_Set exercise_
Present the rows from the start up to and including the line with "[83,364,136,440]" as a two-column CSV with the columns text and answer. Make one CSV line per row, with its text and its answer each in a single quoted field and line breaks replaced by spaces.

Excerpts of bounding box data

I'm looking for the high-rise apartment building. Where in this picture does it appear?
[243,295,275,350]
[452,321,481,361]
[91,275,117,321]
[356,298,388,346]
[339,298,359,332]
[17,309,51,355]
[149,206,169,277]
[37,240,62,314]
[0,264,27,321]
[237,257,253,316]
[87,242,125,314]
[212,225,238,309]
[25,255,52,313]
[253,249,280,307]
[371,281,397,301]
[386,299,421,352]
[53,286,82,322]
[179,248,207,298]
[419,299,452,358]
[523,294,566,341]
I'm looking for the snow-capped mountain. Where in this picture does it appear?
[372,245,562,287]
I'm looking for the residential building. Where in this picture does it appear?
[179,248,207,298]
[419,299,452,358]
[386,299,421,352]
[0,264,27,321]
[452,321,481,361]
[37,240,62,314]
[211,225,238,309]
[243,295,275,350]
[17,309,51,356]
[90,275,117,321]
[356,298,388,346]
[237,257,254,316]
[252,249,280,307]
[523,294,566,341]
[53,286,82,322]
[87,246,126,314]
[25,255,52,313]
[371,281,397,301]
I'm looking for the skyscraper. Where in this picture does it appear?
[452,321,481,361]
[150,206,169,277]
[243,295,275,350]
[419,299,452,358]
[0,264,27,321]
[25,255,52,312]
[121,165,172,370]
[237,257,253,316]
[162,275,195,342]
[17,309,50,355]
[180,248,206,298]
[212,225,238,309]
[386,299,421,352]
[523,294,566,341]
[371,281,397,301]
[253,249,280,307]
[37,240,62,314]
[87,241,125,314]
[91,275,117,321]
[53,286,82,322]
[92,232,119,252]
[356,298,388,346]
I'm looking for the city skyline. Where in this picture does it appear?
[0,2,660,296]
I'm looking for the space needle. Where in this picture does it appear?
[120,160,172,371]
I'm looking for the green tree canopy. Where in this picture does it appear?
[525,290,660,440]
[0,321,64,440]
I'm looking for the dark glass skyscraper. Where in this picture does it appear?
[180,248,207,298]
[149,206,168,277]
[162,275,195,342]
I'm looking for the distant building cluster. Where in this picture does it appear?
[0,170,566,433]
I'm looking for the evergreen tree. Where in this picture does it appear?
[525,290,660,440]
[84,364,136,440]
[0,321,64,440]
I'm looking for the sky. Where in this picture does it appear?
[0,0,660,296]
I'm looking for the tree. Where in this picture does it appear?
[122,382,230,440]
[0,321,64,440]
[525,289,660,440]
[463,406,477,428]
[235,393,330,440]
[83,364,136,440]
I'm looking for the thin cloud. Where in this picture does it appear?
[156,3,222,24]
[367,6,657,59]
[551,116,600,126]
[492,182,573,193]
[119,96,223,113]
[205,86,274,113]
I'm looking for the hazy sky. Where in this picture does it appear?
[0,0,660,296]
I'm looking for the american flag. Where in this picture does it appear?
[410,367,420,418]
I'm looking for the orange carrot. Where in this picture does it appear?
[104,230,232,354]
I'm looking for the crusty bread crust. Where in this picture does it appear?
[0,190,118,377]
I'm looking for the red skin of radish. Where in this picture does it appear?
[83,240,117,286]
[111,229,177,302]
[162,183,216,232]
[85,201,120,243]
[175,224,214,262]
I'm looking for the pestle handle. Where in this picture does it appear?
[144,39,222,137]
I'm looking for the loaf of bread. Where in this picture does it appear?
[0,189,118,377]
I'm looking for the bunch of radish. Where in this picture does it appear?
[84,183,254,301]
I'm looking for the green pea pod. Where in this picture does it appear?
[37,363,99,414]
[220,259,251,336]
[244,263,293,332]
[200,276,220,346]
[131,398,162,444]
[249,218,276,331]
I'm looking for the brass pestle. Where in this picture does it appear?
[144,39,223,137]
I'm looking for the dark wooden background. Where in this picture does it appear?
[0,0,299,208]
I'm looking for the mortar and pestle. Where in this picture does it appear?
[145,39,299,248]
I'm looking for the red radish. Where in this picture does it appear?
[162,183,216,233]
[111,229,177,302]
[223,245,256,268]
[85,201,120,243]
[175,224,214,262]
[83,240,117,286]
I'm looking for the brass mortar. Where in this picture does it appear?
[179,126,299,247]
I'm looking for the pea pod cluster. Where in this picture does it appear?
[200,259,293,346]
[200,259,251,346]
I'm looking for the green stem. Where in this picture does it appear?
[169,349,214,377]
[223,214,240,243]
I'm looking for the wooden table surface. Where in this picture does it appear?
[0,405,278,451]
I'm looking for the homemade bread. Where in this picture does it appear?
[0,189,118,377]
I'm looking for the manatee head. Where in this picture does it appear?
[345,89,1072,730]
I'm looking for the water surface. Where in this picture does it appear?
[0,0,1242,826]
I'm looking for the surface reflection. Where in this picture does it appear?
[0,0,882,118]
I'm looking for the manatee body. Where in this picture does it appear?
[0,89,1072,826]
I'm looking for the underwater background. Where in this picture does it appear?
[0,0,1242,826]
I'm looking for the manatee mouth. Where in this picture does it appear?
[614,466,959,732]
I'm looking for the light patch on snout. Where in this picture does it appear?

_Solution below_
text,answer
"I'm looking for the high-rise apartment building. Where in this picture does it appear?","[243,295,275,350] [452,321,481,361] [91,275,117,321] [356,298,388,346] [339,298,359,332] [17,309,51,355] [149,206,169,277] [37,240,62,314] [0,264,27,321] [237,257,253,316] [87,242,125,314] [212,225,238,309] [25,255,52,313] [253,249,280,307] [371,281,397,301] [386,299,421,352] [53,286,82,322] [179,248,207,298] [419,299,452,358] [523,294,566,341]"
"I'm looking for the snow-capped mountain. Where in this picture does it appear?","[372,245,562,287]"
"I'm looking for the residential building. Where in this picture does it appear?","[179,248,207,298] [419,299,452,358] [386,299,421,352] [0,264,27,321] [452,321,481,361] [37,240,62,314] [211,225,238,309] [243,295,275,350] [17,309,51,356] [90,275,117,321] [356,298,388,346] [237,257,254,316] [252,249,280,307] [523,294,566,341] [53,286,82,322] [87,246,126,314] [25,255,52,313] [371,281,397,301]"
"I'm looking for the skyscraper. Where in this picture does it appear?","[452,321,481,361] [150,206,169,277] [243,295,275,350] [419,299,452,358] [0,264,27,321] [25,255,52,312] [121,165,172,370] [237,257,253,316] [162,275,195,342] [17,309,50,355] [180,248,206,298] [212,225,238,309] [386,299,421,352] [523,294,566,341] [371,281,397,301] [253,249,280,307] [37,240,62,314] [87,241,125,314] [91,275,117,321] [53,286,82,322] [92,232,119,252] [356,298,388,346]"
"I'm looking for the city skyline. Where in this picture does it appear?","[0,2,660,296]"
"I'm looking for the space needle. Where in this picture does it appear?","[120,160,172,371]"
"I'm looking for the green tree canopy. Where in this picture does it appear?","[525,290,660,440] [0,321,64,440]"
"I'm looking for the dark glass skyscraper. Where in this picture does it appear?","[180,248,207,298] [149,206,168,277] [162,275,195,342]"
"I'm looking for the distant building cluster. Where in this picture does it appear?","[0,170,566,433]"
"I'm looking for the evergreen tree. Where in this picture does it appear?","[525,290,660,440] [84,364,136,440] [0,321,64,440]"
"I'm looking for the sky. Where in this picture does it appear?","[0,0,660,296]"
"I'm looking for the tree. Where in this picture does it appear?","[122,382,230,440] [0,321,64,440] [525,289,660,440] [463,406,477,428] [235,393,330,440] [83,364,136,440]"